INSTRUCTIONS TO FOLLOW. Arrange every line of the entries below as a Markdown table with the columns "Row" and "Line," numbering the rows and skipping blank lines. Leave the pictures out of the table.

(Extracted records)
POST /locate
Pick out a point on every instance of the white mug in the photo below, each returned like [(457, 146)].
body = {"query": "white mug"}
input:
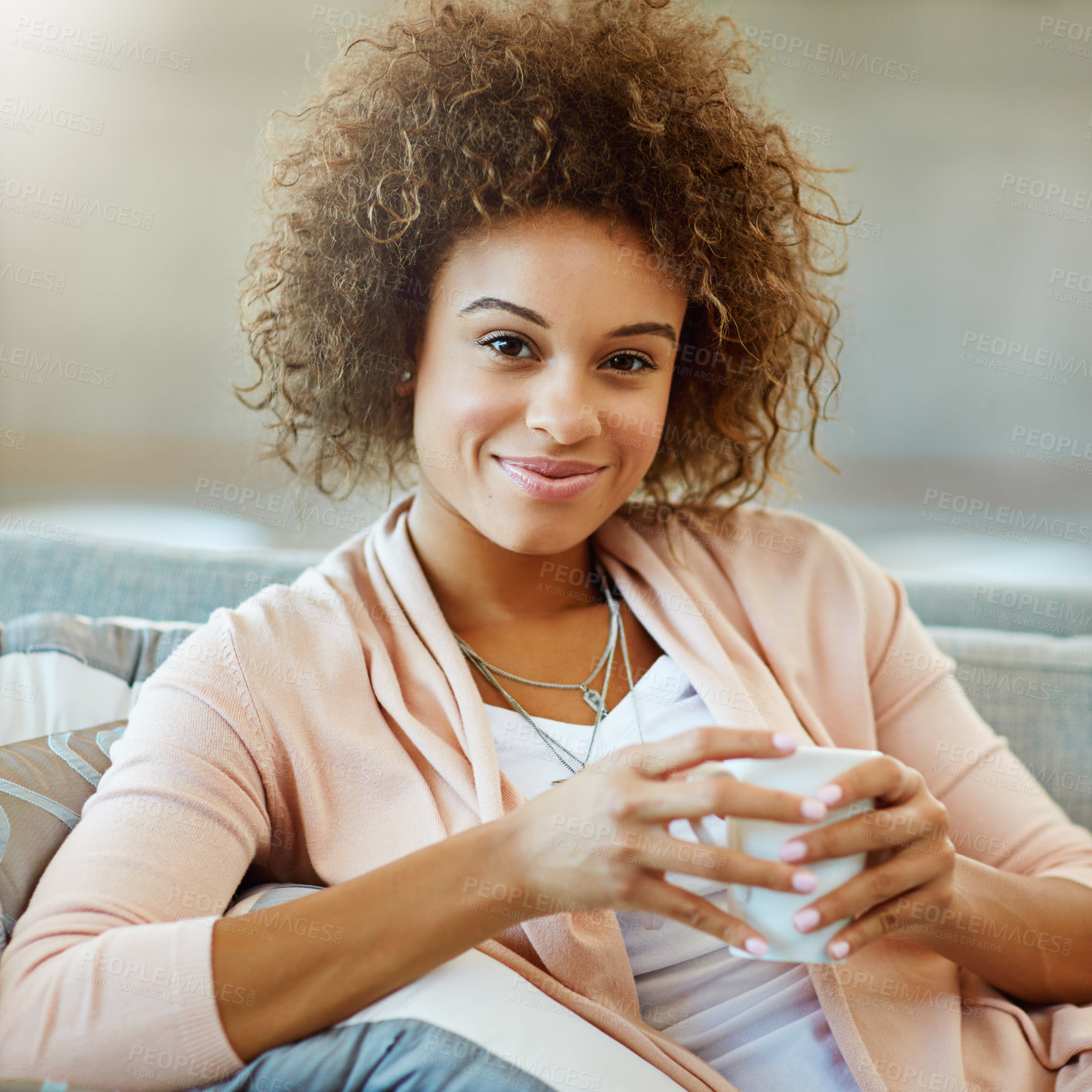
[(771, 912)]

RESPONSE.
| Row | Line |
|---|---|
| 1 | POST /locate |
| 2 | Pick out a point on every instance of the white mug in the photo below, each returned like [(457, 146)]. |
| 3 | body = {"query": "white mug"} |
| 4 | input: |
| 5 | [(771, 912)] |